Problem to work on ▸ Copy out every line of the rows below that contains the word "simplified". Letter case must match.
================================
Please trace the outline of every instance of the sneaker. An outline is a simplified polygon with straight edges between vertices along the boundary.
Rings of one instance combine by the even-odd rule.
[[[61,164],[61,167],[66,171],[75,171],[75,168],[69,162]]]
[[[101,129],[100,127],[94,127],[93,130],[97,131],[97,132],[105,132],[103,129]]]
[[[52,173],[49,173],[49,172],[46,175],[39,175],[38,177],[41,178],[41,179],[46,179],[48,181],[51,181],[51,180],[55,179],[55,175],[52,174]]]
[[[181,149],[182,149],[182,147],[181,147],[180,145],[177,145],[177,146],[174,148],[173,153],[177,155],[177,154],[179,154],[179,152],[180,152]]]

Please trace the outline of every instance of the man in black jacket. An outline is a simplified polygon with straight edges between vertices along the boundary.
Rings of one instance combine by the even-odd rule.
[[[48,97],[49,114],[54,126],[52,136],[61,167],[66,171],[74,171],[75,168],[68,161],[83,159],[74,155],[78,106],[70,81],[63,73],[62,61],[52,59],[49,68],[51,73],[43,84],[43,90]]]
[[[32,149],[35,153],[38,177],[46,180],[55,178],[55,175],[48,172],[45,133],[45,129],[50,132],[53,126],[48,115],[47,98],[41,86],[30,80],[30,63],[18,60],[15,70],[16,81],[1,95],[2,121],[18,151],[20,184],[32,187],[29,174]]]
================================
Answer to the problem ▸
Please trace the outline of every instance of the sneaker. An outline is a simplified polygon with straight edges between vertices along the boundary.
Please trace the outline of every instance of the man in black jacket. An outline is a simplified polygon with straight edges between vertices along the boundary.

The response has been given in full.